> _Your goal_
The data below should be restated word for word, pictures omitted.

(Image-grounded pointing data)

-------------------------

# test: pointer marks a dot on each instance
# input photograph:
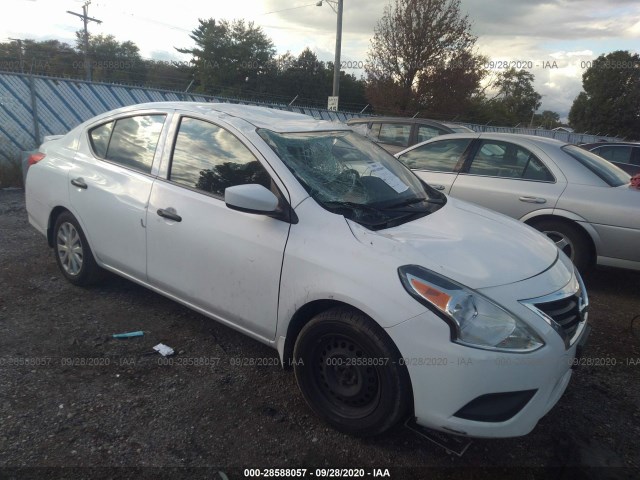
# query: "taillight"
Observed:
(35, 158)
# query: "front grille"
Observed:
(565, 312)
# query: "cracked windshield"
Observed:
(348, 175)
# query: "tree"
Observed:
(449, 90)
(610, 102)
(547, 119)
(48, 57)
(413, 37)
(516, 100)
(113, 61)
(229, 56)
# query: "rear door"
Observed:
(224, 262)
(438, 162)
(109, 188)
(509, 178)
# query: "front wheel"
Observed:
(349, 373)
(72, 252)
(570, 239)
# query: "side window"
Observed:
(425, 132)
(395, 134)
(620, 154)
(536, 170)
(130, 142)
(208, 158)
(375, 130)
(441, 156)
(100, 139)
(495, 158)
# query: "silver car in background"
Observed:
(582, 202)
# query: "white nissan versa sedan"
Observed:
(391, 300)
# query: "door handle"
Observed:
(169, 213)
(533, 200)
(79, 182)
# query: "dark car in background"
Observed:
(397, 133)
(625, 155)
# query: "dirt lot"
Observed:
(72, 396)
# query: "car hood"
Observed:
(468, 244)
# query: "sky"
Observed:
(554, 40)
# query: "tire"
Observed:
(73, 254)
(349, 374)
(571, 240)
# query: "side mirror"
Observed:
(251, 198)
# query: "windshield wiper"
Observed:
(411, 201)
(353, 205)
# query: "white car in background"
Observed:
(582, 202)
(390, 300)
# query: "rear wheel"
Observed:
(72, 252)
(349, 373)
(570, 239)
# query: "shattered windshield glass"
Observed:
(349, 175)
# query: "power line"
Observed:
(86, 19)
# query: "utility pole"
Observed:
(337, 6)
(19, 53)
(86, 19)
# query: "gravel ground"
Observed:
(72, 396)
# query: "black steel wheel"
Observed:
(348, 371)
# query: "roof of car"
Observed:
(550, 142)
(258, 117)
(399, 119)
(605, 144)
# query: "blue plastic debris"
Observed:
(139, 333)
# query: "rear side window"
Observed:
(395, 134)
(440, 156)
(130, 142)
(496, 158)
(605, 170)
(619, 153)
(209, 158)
(426, 132)
(100, 139)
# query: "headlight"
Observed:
(475, 320)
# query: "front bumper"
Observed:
(482, 393)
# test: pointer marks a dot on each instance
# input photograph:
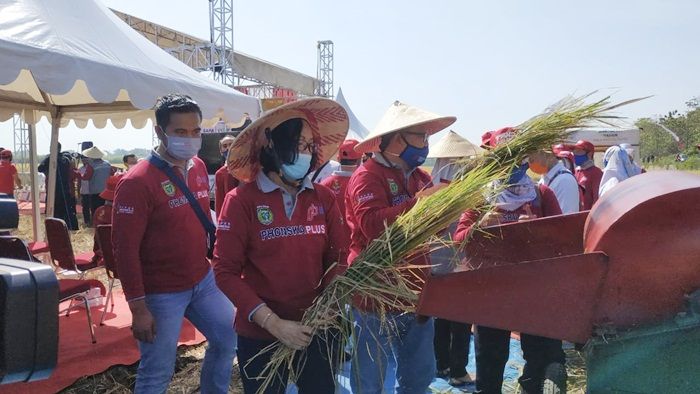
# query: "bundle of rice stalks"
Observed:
(378, 275)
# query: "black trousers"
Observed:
(86, 202)
(317, 374)
(451, 344)
(95, 202)
(492, 350)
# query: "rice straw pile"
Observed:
(378, 275)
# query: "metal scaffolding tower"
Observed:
(20, 155)
(221, 33)
(324, 73)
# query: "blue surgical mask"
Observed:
(518, 174)
(299, 169)
(580, 160)
(414, 156)
(183, 148)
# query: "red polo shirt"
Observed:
(546, 206)
(159, 244)
(589, 180)
(223, 182)
(375, 197)
(7, 177)
(102, 215)
(262, 256)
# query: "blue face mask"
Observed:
(299, 169)
(580, 160)
(412, 155)
(518, 174)
(183, 148)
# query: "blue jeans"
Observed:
(208, 309)
(403, 337)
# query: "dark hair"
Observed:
(174, 103)
(285, 142)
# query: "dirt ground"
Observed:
(120, 379)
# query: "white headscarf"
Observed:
(618, 167)
(516, 195)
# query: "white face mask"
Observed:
(299, 168)
(183, 148)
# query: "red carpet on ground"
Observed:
(78, 357)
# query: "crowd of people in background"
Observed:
(288, 219)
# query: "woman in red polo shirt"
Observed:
(279, 239)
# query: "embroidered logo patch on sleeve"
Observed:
(265, 216)
(168, 188)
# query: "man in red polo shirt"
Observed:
(338, 181)
(587, 174)
(223, 181)
(161, 246)
(383, 188)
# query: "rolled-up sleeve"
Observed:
(130, 212)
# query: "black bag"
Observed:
(209, 227)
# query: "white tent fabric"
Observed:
(357, 130)
(82, 58)
(78, 61)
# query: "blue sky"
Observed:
(489, 63)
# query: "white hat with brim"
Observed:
(93, 153)
(453, 145)
(403, 117)
(327, 119)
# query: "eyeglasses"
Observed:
(306, 146)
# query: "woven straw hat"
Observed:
(327, 119)
(93, 153)
(403, 117)
(453, 145)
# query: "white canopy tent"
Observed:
(357, 130)
(78, 61)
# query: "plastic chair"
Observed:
(14, 248)
(104, 237)
(69, 289)
(61, 249)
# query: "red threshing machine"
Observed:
(621, 278)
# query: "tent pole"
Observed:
(34, 175)
(53, 163)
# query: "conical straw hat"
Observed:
(453, 145)
(93, 153)
(403, 117)
(326, 118)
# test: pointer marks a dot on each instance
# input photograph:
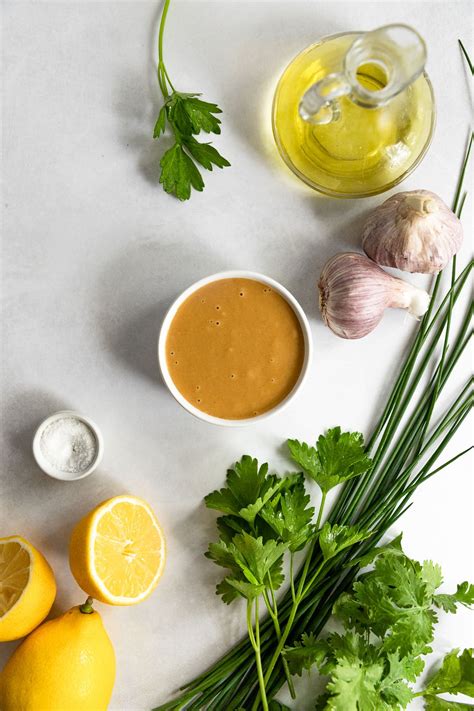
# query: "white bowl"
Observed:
(58, 473)
(240, 274)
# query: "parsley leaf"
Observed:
(250, 561)
(290, 517)
(248, 489)
(187, 115)
(179, 174)
(201, 114)
(337, 457)
(334, 538)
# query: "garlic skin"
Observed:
(414, 231)
(354, 293)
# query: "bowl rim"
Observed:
(170, 314)
(43, 463)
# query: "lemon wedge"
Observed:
(27, 588)
(117, 552)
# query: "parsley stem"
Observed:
(163, 76)
(255, 642)
(321, 509)
(466, 57)
(292, 576)
(273, 612)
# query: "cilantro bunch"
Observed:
(388, 619)
(186, 115)
(266, 518)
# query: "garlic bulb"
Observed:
(414, 231)
(354, 292)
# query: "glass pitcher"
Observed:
(354, 113)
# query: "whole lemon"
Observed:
(66, 664)
(27, 588)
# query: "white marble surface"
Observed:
(94, 251)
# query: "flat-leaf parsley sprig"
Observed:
(186, 115)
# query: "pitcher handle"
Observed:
(319, 104)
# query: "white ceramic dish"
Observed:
(58, 473)
(240, 274)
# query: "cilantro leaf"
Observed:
(334, 538)
(434, 703)
(179, 174)
(455, 676)
(393, 602)
(431, 575)
(290, 517)
(336, 458)
(353, 686)
(464, 595)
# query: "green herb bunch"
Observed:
(186, 115)
(405, 449)
(388, 619)
(266, 517)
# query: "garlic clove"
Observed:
(354, 293)
(414, 231)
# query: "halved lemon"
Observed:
(117, 552)
(27, 588)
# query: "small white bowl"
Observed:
(58, 473)
(240, 274)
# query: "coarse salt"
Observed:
(69, 445)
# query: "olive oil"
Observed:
(363, 150)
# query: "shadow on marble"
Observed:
(136, 290)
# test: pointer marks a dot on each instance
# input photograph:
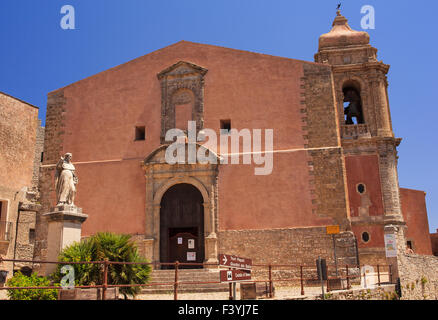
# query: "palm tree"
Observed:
(102, 246)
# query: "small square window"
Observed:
(31, 235)
(226, 125)
(140, 133)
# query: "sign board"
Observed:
(332, 229)
(234, 275)
(230, 261)
(191, 256)
(390, 246)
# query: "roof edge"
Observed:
(22, 101)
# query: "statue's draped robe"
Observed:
(65, 185)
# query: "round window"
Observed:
(365, 236)
(361, 188)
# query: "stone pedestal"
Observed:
(64, 228)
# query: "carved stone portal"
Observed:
(160, 176)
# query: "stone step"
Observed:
(188, 276)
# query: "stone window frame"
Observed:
(182, 75)
(357, 188)
(4, 203)
(369, 236)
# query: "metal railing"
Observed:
(5, 230)
(353, 131)
(305, 275)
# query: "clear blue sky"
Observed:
(37, 56)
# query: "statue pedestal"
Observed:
(64, 228)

-------------------------

> _Task solution_
# test: pointer marks a dot on each instance
# input photograph:
# query: "taillight"
Observed:
(35, 158)
# query: "front grille"
Observed:
(565, 312)
# query: "cracked windshield"
Observed:
(348, 175)
# query: "tree"
Observed:
(449, 90)
(610, 102)
(547, 119)
(48, 57)
(413, 37)
(516, 100)
(113, 61)
(229, 56)
# query: "rear door"
Observed:
(224, 262)
(438, 162)
(109, 188)
(509, 178)
# query: "front wheel"
Observed:
(349, 373)
(72, 252)
(570, 239)
# query: "side window"
Observed:
(425, 132)
(395, 134)
(620, 154)
(536, 170)
(130, 142)
(208, 158)
(375, 130)
(441, 156)
(100, 139)
(495, 158)
# query: "silver car in background"
Observed:
(582, 202)
# query: "white nissan versa sedan"
Observed:
(391, 300)
# query: "door handle"
Observed:
(169, 213)
(533, 200)
(79, 182)
# query: "dark car in background"
Observed:
(397, 133)
(625, 155)
# query: "dirt lot"
Observed:
(72, 396)
# query: "car hood"
Observed:
(468, 244)
# query: "sky"
Observed:
(554, 40)
# query: "tire"
Observed:
(73, 254)
(349, 374)
(571, 240)
# query: "side mirror"
Observed:
(251, 198)
# query: "windshield wiper"
Observed:
(411, 201)
(353, 205)
# query: "white car in background"
Observed:
(582, 202)
(390, 300)
# query: "rear wheel"
Observed:
(72, 252)
(349, 373)
(570, 239)
# query: "shattered windshield glass"
Observed:
(349, 175)
# query: "power line"
Observed:
(86, 19)
# query: "utility pole"
Observed:
(337, 6)
(19, 53)
(86, 19)
# query: "gravel ground"
Observed:
(72, 396)
# query: "black steel wheel"
Observed:
(348, 371)
# query: "roof of car"
Observed:
(550, 142)
(258, 117)
(399, 119)
(605, 144)
# query: "blue plastic debris"
Observed:
(139, 333)
# query: "rear side window"
Observed:
(395, 134)
(440, 156)
(130, 142)
(496, 158)
(605, 170)
(619, 153)
(209, 158)
(426, 132)
(100, 139)
# query: "headlight"
Observed:
(475, 320)
# query: "front bumper"
Observed:
(482, 393)
# test: pointer marks a dot on each instance
# input photograph:
# query: "bundle of rice stalks"
Observed:
(378, 275)
# query: "black trousers"
Observed:
(86, 202)
(317, 374)
(451, 344)
(95, 202)
(492, 350)
# query: "rice straw pile"
Observed:
(378, 275)
# query: "metal scaffolding tower"
Observed:
(20, 155)
(221, 33)
(324, 73)
# query: "blue surgical mask"
Observed:
(518, 174)
(299, 169)
(580, 160)
(414, 156)
(183, 148)
# query: "red polo shirt"
Observed:
(546, 206)
(159, 244)
(589, 180)
(223, 182)
(375, 197)
(7, 177)
(102, 215)
(262, 256)
# query: "blue face mask"
Observed:
(299, 169)
(580, 160)
(412, 155)
(518, 174)
(183, 148)
# query: "blue jeans"
Observed:
(208, 309)
(403, 337)
# query: "dark hair"
Observed:
(174, 103)
(285, 142)
# query: "dirt ground"
Observed:
(120, 379)
# query: "white headscarf"
Observed:
(618, 167)
(516, 195)
# query: "white face mask"
Observed:
(299, 168)
(183, 148)
# query: "red carpet on ground"
Observed:
(78, 357)
# query: "crowd of people in background"
Observed:
(288, 219)
# query: "woman in red polo shirt"
Observed:
(279, 239)
# query: "embroidered logo patch on sleeve"
Observed:
(265, 216)
(168, 188)
# query: "man in red polo shirt"
Observed:
(338, 181)
(587, 174)
(223, 181)
(161, 246)
(383, 188)
# query: "rolled-up sleeve"
Observed:
(130, 212)
# query: "black bag"
Observed:
(209, 227)
# query: "white tent fabric"
Observed:
(357, 130)
(82, 58)
(78, 61)
# query: "blue sky"
Observed:
(489, 63)
# query: "white hat with brim"
Observed:
(93, 153)
(453, 145)
(403, 117)
(327, 119)
# query: "eyeglasses"
Observed:
(306, 146)
# query: "woven straw hat"
Observed:
(327, 119)
(93, 153)
(403, 117)
(453, 145)
# query: "white canopy tent"
Observed:
(357, 130)
(78, 61)
# query: "plastic chair"
Observed:
(14, 248)
(104, 237)
(69, 289)
(61, 249)
# query: "red threshing machine"
Observed:
(621, 278)
# query: "tent pole"
Observed:
(34, 175)
(53, 163)
# query: "conical straw hat"
Observed:
(453, 145)
(93, 153)
(403, 117)
(326, 118)
# test: pointer marks a dot on each instance
# input photograph:
# query: "white bowl"
Observed:
(58, 473)
(240, 274)
# query: "parsley leaf"
Observed:
(250, 561)
(290, 517)
(248, 489)
(187, 115)
(179, 174)
(201, 114)
(337, 457)
(334, 538)
# query: "garlic skin"
Observed:
(414, 231)
(354, 293)
# query: "bowl rim"
Observed:
(170, 314)
(43, 463)
# query: "lemon wedge"
Observed:
(27, 588)
(117, 552)
# query: "parsley stem"
Observed:
(163, 76)
(255, 642)
(321, 509)
(466, 57)
(292, 576)
(273, 612)
# query: "cilantro bunch"
Observed:
(388, 619)
(186, 115)
(266, 518)
# query: "garlic bulb"
Observed:
(414, 231)
(354, 292)
# query: "glass pitcher"
Observed:
(354, 113)
# query: "whole lemon"
Observed:
(66, 664)
(27, 588)
# query: "white marble surface"
Observed:
(94, 251)
# query: "flat-leaf parsley sprig"
Observed:
(186, 115)
# query: "pitcher handle"
Observed:
(319, 104)
# query: "white ceramic dish"
Observed:
(58, 473)
(240, 274)
# query: "cilantro leaf"
Observed:
(334, 538)
(434, 703)
(179, 174)
(455, 676)
(393, 602)
(431, 575)
(290, 517)
(336, 458)
(353, 686)
(464, 595)
# query: "green herb bunch"
Observed:
(186, 115)
(405, 449)
(388, 619)
(266, 517)
# query: "garlic clove"
Observed:
(354, 293)
(414, 231)
# query: "halved lemon"
Observed:
(117, 552)
(27, 588)
# query: "small white bowl"
Observed:
(58, 473)
(240, 274)
# query: "coarse salt"
Observed:
(69, 445)
# query: "olive oil"
Observed:
(363, 150)
# query: "shadow on marble"
Observed:
(136, 290)
# test: pointer marks a dot on each instance
# input photograph:
# query: "palm tree"
Observed:
(102, 246)
# query: "small square window"
Observed:
(31, 235)
(226, 125)
(140, 133)
# query: "sign board"
Observed:
(332, 229)
(234, 275)
(230, 261)
(191, 256)
(390, 246)
# query: "roof edge"
Observed:
(22, 101)
# query: "statue's draped robe"
Observed:
(65, 185)
# query: "round window"
Observed:
(365, 236)
(361, 188)
# query: "stone pedestal"
Observed:
(64, 228)
# query: "carved stone portal"
Observed:
(160, 176)
# query: "stone step"
Observed:
(188, 276)
# query: "stone window frame"
Observed:
(182, 75)
(357, 188)
(4, 203)
(369, 236)
# query: "metal railing"
Observed:
(5, 230)
(353, 131)
(305, 275)
# query: "clear blue sky"
Observed:
(37, 56)
# query: "statue pedestal"
Observed:
(64, 228)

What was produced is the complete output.